### [The data]
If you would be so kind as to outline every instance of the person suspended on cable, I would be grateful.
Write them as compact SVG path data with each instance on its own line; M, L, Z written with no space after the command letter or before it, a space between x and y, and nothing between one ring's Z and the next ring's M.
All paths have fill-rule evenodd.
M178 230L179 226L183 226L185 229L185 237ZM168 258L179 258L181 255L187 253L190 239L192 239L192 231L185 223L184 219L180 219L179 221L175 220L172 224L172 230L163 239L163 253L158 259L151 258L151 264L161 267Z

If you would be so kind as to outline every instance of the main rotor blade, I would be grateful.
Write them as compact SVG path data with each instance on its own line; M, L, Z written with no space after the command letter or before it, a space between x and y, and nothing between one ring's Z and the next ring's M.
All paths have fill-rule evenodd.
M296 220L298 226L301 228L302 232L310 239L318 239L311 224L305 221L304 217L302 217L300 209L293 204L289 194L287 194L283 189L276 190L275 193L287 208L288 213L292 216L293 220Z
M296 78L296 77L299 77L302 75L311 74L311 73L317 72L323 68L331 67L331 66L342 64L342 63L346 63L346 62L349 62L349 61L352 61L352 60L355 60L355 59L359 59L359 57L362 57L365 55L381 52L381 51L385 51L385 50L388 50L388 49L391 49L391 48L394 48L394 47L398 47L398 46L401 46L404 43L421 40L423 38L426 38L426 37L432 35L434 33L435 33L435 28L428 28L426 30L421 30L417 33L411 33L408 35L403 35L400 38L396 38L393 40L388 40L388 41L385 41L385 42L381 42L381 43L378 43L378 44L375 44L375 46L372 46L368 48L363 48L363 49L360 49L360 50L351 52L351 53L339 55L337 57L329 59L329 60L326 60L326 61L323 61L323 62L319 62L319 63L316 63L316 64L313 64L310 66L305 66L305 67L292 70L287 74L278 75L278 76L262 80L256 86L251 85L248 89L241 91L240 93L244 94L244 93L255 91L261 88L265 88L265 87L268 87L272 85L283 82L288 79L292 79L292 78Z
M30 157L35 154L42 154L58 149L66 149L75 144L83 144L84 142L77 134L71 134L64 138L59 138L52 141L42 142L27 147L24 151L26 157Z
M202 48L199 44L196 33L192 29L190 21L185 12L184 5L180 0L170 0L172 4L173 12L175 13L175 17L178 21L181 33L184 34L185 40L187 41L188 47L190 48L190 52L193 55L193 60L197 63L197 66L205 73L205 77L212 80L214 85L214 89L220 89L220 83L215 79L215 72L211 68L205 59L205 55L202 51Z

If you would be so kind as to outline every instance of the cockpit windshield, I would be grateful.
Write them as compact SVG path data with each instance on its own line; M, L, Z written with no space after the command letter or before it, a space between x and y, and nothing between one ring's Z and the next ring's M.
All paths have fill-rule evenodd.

### [Stated problem]
Reproduce all of the rows above without any changes, keeping every line in its original order.

### [Written answer]
If you would be so kind as to outline every instance of the person suspended on cable, I would be grateful.
Write them as compact SVG path data with each instance on its own line; M, L, Z written with no space after the command letter or before it, a space between x and y, and nothing between one ring's Z and the next ring's M.
All paths have fill-rule evenodd.
M178 230L179 226L183 226L185 229L185 237ZM168 258L179 258L181 255L187 253L190 239L192 239L192 231L185 223L184 219L180 219L179 221L175 220L172 224L172 230L163 239L163 253L158 259L151 258L151 264L161 267Z

If you would be so kind as to outline every instance of the main rotor blade, I would be grateful.
Write them as compact SVG path data with each instance on its own line; M, L, Z written with no space after the command letter or before it, a space between x and y, and nothing between one ring's Z and the next ring's M.
All paths have fill-rule evenodd.
M296 220L298 226L301 228L302 232L310 239L318 239L311 224L305 221L304 217L302 217L300 209L293 204L289 194L287 194L283 189L276 190L275 193L287 208L288 213L292 216L293 220Z
M296 78L296 77L299 77L302 75L311 74L311 73L317 72L323 68L331 67L331 66L342 64L342 63L346 63L346 62L349 62L349 61L352 61L352 60L355 60L355 59L359 59L359 57L362 57L365 55L381 52L381 51L385 51L385 50L388 50L388 49L391 49L391 48L394 48L394 47L398 47L398 46L401 46L404 43L421 40L423 38L426 38L426 37L432 35L434 33L435 33L435 28L428 28L426 30L421 30L417 33L411 33L408 35L403 35L400 38L396 38L393 40L388 40L388 41L385 41L385 42L381 42L381 43L378 43L378 44L375 44L375 46L372 46L368 48L363 48L363 49L360 49L360 50L351 52L351 53L339 55L337 57L329 59L329 60L326 60L326 61L323 61L323 62L319 62L319 63L316 63L316 64L313 64L310 66L305 66L305 67L292 70L287 74L278 75L278 76L262 80L256 86L251 85L248 89L241 91L240 93L244 94L244 93L255 91L261 88L265 88L265 87L268 87L272 85L283 82L288 79L292 79L292 78Z
M30 157L35 154L42 154L58 149L66 149L75 144L83 144L84 142L77 134L71 134L64 138L59 138L52 141L42 142L27 147L24 151L26 157Z
M202 48L199 44L196 33L192 29L190 21L185 12L184 5L180 0L170 0L172 4L173 12L175 13L175 17L178 21L181 33L184 34L185 40L187 41L188 47L190 48L190 52L193 55L193 60L197 63L197 66L205 73L205 77L212 80L214 85L214 89L220 89L220 83L215 79L215 72L211 68L205 59L205 55L202 51Z

If you would be so kind as to outline every instance of the cockpit windshield, I would be grateful.
Write them as compact SVG path data with each instance on its own line; M, L, Z written with no space after the command letter or before it, a space between x and y, and nothing between one ring's Z and the next ring's M.
All paths have fill-rule evenodd.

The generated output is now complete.